_WHAT THIS TASK INVOLVES_
From the line containing "Task: point out the utility" to the very last line, repeat everything exactly and add nothing else. Skip the pictures.

_TASK MATERIAL_
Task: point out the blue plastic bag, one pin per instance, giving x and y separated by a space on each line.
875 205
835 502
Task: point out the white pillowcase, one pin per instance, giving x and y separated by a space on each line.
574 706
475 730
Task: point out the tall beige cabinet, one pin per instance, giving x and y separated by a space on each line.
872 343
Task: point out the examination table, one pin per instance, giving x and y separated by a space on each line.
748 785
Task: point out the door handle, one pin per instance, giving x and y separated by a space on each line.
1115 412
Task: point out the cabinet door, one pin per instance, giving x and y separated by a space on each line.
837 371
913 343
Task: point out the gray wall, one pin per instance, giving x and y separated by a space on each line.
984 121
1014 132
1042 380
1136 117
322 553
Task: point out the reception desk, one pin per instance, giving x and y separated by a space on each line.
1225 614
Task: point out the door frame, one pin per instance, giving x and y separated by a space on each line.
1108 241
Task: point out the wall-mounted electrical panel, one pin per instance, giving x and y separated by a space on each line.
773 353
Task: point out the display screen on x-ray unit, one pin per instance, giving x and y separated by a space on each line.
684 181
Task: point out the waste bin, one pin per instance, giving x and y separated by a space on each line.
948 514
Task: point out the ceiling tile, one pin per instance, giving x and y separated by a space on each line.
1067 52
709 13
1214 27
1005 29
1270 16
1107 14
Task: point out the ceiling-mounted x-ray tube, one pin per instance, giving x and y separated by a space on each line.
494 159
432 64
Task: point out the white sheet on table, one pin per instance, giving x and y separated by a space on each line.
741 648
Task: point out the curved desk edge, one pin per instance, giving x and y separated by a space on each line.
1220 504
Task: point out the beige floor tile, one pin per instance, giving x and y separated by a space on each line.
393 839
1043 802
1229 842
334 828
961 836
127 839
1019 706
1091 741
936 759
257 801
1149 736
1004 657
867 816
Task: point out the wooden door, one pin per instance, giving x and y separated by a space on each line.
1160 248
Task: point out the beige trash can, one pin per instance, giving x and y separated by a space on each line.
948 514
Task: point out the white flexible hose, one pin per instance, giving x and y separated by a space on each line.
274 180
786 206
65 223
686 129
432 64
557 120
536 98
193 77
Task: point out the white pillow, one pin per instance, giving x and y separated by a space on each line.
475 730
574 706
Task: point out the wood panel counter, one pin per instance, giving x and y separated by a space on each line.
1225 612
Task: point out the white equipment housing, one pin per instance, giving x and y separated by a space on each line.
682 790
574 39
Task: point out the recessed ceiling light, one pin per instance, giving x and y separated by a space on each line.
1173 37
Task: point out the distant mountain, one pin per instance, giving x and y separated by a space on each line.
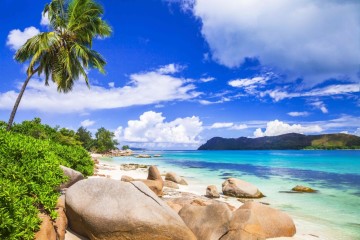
288 141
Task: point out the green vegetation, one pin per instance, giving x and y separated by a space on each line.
285 142
125 147
104 140
85 138
102 143
65 53
30 156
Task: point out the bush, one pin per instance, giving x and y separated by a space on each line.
29 178
75 157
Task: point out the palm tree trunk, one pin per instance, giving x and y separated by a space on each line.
17 102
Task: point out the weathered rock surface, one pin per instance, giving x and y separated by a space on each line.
132 166
177 202
155 185
211 192
300 188
241 189
108 209
154 174
170 184
171 176
143 156
61 222
47 231
73 176
125 178
207 222
257 221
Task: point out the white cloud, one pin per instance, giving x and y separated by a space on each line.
153 129
320 105
207 102
45 19
17 38
221 125
298 114
331 90
245 82
274 128
228 125
87 123
143 89
170 69
207 79
302 38
239 126
357 132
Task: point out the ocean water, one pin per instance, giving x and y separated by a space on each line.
332 213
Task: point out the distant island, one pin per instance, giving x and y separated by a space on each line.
290 141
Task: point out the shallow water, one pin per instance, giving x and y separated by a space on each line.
332 213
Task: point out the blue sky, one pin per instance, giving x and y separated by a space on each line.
182 71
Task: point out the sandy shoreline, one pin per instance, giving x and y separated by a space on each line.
108 169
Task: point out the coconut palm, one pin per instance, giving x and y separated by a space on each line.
64 54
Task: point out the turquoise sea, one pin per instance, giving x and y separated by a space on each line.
332 213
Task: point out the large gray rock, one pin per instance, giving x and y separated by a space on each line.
107 209
241 189
257 221
211 192
73 175
171 176
207 222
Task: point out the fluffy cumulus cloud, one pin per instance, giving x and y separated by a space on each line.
245 82
331 90
221 125
45 19
151 128
276 127
228 125
87 123
16 38
298 114
301 38
207 79
357 132
320 105
144 88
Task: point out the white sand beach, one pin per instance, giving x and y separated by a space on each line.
108 169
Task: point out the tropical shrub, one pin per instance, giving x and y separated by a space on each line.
29 178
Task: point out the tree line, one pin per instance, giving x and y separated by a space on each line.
102 142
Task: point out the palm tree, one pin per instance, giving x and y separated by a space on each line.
65 53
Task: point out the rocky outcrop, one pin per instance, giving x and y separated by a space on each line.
257 221
143 156
125 178
61 222
132 166
53 230
300 188
171 176
47 231
108 209
171 184
211 192
154 174
73 176
241 189
207 222
119 153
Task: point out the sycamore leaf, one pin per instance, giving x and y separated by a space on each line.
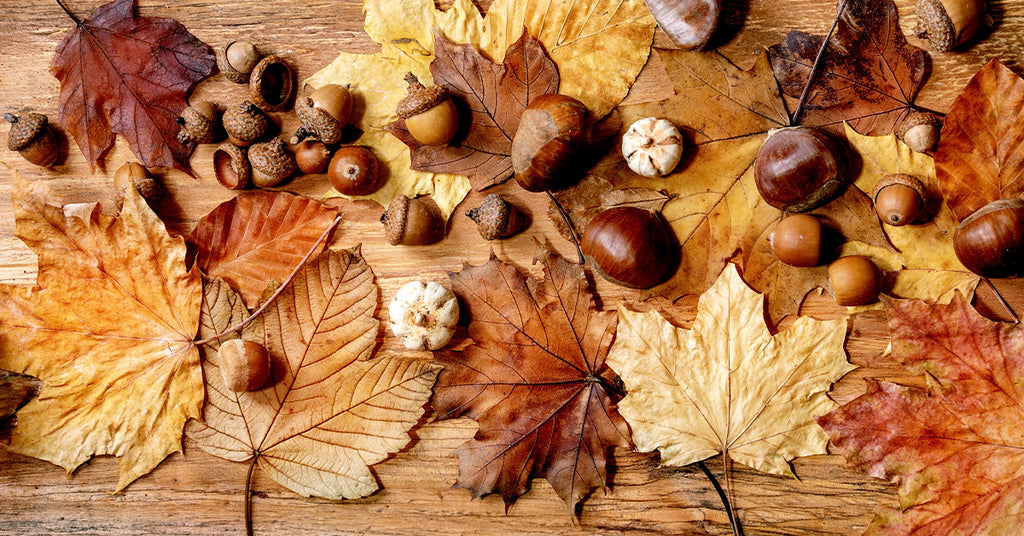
535 379
331 411
110 326
129 75
953 447
979 155
727 384
869 76
494 96
259 237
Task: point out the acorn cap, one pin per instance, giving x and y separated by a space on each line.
25 129
420 98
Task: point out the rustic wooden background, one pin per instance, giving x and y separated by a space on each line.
196 493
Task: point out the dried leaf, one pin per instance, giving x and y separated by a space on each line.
535 379
331 411
259 237
110 326
979 155
954 446
727 384
496 96
869 75
129 75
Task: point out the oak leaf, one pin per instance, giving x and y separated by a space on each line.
535 379
259 237
978 159
727 384
108 329
953 446
869 74
330 411
129 75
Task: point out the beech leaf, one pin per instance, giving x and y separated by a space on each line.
129 75
727 384
954 446
978 159
259 237
331 411
109 331
535 379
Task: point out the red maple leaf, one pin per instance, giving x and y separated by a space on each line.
129 75
956 448
536 380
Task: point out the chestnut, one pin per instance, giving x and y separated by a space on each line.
630 246
801 168
990 242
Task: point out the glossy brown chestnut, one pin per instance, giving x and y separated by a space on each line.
990 242
630 246
801 168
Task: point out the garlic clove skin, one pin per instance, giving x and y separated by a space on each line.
652 147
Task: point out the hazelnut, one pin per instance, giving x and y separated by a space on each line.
238 59
245 123
354 171
497 218
32 136
271 163
230 164
652 147
414 221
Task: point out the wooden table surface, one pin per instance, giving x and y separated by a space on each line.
197 493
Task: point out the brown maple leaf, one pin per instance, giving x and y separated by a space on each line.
869 75
492 97
536 380
259 237
129 75
978 158
953 447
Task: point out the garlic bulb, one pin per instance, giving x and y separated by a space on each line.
652 147
424 315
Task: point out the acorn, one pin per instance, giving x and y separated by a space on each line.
245 123
899 199
497 218
199 123
949 24
230 165
238 59
920 130
271 84
271 163
855 280
324 114
413 221
429 113
552 132
32 136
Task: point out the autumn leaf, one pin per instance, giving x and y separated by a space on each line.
869 74
953 447
978 158
728 385
259 237
129 75
331 410
535 379
108 329
495 95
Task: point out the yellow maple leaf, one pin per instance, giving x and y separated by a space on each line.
109 330
727 384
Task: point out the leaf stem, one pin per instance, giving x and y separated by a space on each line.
795 120
280 289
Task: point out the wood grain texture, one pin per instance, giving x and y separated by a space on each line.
202 495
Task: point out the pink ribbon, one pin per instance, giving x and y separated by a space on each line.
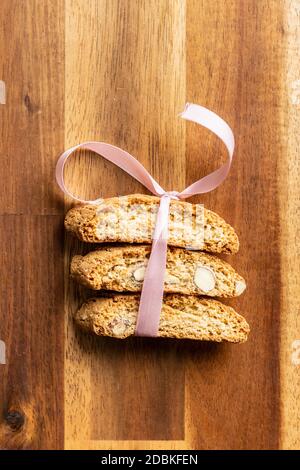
153 285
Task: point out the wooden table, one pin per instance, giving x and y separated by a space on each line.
120 71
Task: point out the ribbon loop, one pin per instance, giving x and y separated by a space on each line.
153 286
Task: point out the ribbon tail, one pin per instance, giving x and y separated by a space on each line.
153 286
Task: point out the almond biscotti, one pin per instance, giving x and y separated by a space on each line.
188 272
188 317
131 219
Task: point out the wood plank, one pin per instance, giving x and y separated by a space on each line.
32 50
31 258
31 303
289 184
233 50
130 88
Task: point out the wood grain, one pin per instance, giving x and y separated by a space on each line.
240 71
31 257
288 180
120 71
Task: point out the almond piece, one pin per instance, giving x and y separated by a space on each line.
240 286
205 279
170 279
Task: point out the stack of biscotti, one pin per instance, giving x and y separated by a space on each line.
193 276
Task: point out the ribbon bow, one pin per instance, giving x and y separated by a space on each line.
153 285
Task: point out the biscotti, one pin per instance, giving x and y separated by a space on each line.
188 272
131 219
182 316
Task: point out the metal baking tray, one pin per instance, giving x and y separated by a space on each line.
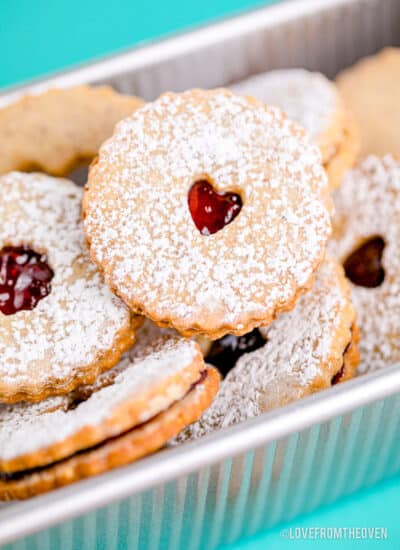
284 463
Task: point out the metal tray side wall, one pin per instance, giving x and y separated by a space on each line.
253 491
264 486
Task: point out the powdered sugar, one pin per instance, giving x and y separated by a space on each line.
78 321
368 205
29 427
141 232
297 352
308 98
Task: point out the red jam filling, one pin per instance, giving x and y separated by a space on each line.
336 378
225 352
212 211
363 267
24 279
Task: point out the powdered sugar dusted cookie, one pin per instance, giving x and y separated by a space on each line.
57 130
367 233
313 101
208 212
305 350
371 88
133 410
159 370
60 325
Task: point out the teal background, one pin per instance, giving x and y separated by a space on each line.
39 37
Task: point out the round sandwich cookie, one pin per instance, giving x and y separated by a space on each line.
60 325
313 101
371 89
366 237
160 386
59 130
308 349
208 212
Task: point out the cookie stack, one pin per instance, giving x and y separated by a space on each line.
77 398
209 213
198 249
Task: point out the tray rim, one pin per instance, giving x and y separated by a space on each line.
151 53
21 519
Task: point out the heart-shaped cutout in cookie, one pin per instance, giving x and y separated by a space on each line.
226 351
212 211
364 266
24 279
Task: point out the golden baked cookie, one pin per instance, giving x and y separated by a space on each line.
60 325
158 371
208 212
119 450
366 238
310 348
60 129
314 102
371 89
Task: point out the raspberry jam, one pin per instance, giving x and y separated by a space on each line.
212 211
24 279
225 352
363 267
337 378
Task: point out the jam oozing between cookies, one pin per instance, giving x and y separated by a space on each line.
24 279
212 211
225 352
364 266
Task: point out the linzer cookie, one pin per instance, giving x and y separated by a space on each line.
60 325
371 88
208 212
366 240
310 348
57 131
158 388
313 101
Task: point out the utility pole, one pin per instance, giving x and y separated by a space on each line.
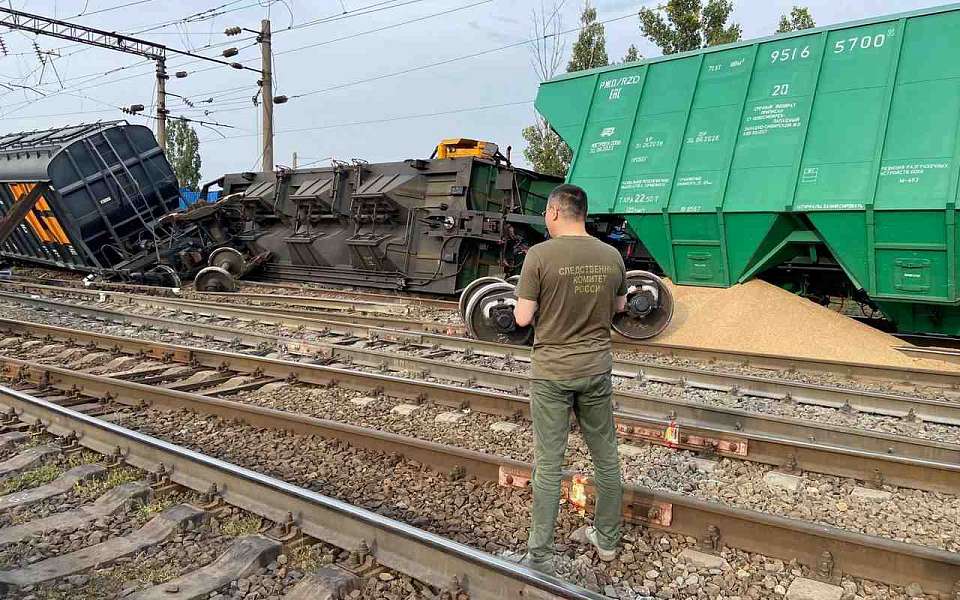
266 93
64 30
162 103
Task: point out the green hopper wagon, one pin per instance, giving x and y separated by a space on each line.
832 146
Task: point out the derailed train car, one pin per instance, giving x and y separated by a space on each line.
419 225
103 199
91 198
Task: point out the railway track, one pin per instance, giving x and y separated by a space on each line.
40 379
375 542
795 443
643 355
41 398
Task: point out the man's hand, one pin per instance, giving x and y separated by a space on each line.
524 311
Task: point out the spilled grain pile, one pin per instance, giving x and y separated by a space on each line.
763 318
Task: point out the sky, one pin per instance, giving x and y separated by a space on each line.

_ANSWER FOR THIS EXERCISE_
Task: point out the utility pole, one pin per instance, giving x and y separated by a space on each line.
266 93
64 30
162 103
Task: point out the green hopper wagon, one pin per instance, giving x and y separated by a space on each line.
832 146
Task: point out the derailed train car, one pin per instance, giving x and y separated by a space on each line.
419 225
103 199
91 198
Task: point out the railway track, one pin per instance, giving x and y separated by a space on each line.
40 379
375 542
795 443
643 355
41 398
Task: point out the man's hand, one pin per instance, giving x and y separated by a space on each line.
524 311
Task: point out the spilled grain pile, one pin per instance, giving x and y separated by a space on each line.
763 318
Task: point out the sky, one pin per instance, giving x and y separated by a space on each line.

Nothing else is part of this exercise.